# [To do]
Please reproduce all of the material below verbatim, line for line, without changing anything.
## Begin
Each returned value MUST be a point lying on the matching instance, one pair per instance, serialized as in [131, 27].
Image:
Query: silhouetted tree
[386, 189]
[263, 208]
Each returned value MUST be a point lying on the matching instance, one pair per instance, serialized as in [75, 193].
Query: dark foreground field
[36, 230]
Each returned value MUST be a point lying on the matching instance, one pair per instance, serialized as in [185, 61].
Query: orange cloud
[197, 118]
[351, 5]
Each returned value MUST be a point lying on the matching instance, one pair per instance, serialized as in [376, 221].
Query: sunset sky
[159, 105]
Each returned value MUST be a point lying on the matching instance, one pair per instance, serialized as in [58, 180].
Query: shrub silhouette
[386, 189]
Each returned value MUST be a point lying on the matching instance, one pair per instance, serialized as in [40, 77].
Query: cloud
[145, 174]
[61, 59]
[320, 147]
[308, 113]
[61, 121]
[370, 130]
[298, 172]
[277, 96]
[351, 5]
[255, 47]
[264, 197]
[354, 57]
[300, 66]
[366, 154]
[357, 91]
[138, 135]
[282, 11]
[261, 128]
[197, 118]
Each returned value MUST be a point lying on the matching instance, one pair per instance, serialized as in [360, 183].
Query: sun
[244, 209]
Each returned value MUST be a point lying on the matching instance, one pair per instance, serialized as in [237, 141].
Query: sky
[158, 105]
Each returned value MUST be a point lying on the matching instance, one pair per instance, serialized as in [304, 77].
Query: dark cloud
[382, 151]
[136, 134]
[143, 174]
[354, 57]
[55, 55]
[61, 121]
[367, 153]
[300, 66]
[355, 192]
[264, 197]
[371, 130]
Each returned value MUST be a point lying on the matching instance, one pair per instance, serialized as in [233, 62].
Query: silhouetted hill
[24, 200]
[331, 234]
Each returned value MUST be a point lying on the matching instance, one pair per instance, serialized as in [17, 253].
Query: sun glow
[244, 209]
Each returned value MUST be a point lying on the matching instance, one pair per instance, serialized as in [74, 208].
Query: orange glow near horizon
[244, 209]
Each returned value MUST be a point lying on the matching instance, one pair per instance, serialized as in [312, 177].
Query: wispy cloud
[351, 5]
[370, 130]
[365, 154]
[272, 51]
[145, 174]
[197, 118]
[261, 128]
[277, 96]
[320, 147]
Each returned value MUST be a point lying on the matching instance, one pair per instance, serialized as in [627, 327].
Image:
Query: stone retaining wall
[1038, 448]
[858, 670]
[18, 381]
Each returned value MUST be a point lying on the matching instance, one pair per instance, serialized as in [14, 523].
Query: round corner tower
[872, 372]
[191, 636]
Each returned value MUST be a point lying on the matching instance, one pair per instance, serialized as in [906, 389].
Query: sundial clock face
## End
# [Response for this exercise]
Each returned value MUST be a point lying on the matching instance, one pair per instance, serialized as in [131, 27].
Image:
Query: silhouetted tree
[386, 189]
[263, 208]
Each returned value MUST be a point lying on the matching instance, one pair per instance, serialized as in [75, 193].
Query: dark foreground field
[36, 230]
Each returned value MUST be a point lying on the matching instance, one pair per instance, serialized as in [185, 61].
Query: orange cloud
[197, 118]
[351, 5]
Each returned value MUST be a point lying on the matching instance, one pair per instance, serialized as in [376, 221].
Query: sunset sky
[159, 105]
Each returned value MUST be a point lying on the matching instance, one pair per instance, serialized as in [58, 180].
Query: shrub silhouette
[386, 189]
Each returned value MUST be a point lying on the matching instance, one pair per instance, serialized as in [40, 77].
Query: cloud
[145, 174]
[61, 59]
[320, 147]
[308, 113]
[61, 121]
[370, 130]
[298, 172]
[277, 96]
[351, 5]
[255, 47]
[264, 197]
[354, 57]
[300, 66]
[366, 154]
[357, 91]
[138, 135]
[282, 11]
[261, 128]
[197, 118]
Each returned value MUST be a point lying on the matching instance, one pair per instance, serialized as in [360, 183].
Query: sun
[244, 209]
Each returned value MUST be a point lying on the matching instance, one pair per instance, serialized as in [237, 141].
Query: sky
[158, 105]
Each returned value MUST be a point lying on the matching instance, one pair per instance, serialized as in [304, 77].
Query: dark cloud
[382, 151]
[136, 134]
[143, 174]
[354, 57]
[55, 55]
[61, 121]
[367, 153]
[300, 66]
[355, 192]
[264, 197]
[371, 130]
Each returned value MUST be a point lying on the matching instance, one pair per instance, serialized as in [233, 62].
Query: silhouetted hill
[24, 200]
[331, 234]
Each returned value MUST be a point lying on the matching instance, one pair per instance, serialized as in [17, 253].
Query: sun glow
[244, 209]
Each returned value MUST be a point lying on the matching instance, one pair per instance, serialized as in [74, 208].
Query: orange glow near horizon
[244, 209]
Each returned value MUST be a point lying on the matching instance, one pair per instance, serialized as in [312, 177].
Query: wispy cloud
[351, 5]
[370, 130]
[365, 154]
[272, 51]
[145, 174]
[197, 118]
[261, 128]
[277, 96]
[320, 147]
Each returned value MUST be a point lying on the matching instance, one pair per instance, serialized as in [627, 327].
Image:
Query: stone retaining wall
[1038, 448]
[858, 670]
[18, 381]
Each returned value MUST be a point lying on the matching instance, one pair per instance, serialized as in [14, 523].
Query: round corner tower
[872, 372]
[191, 636]
Each returned value MUST be a point lying on the matching instance, one pair per instance, serialized as in [906, 389].
Query: sundial clock face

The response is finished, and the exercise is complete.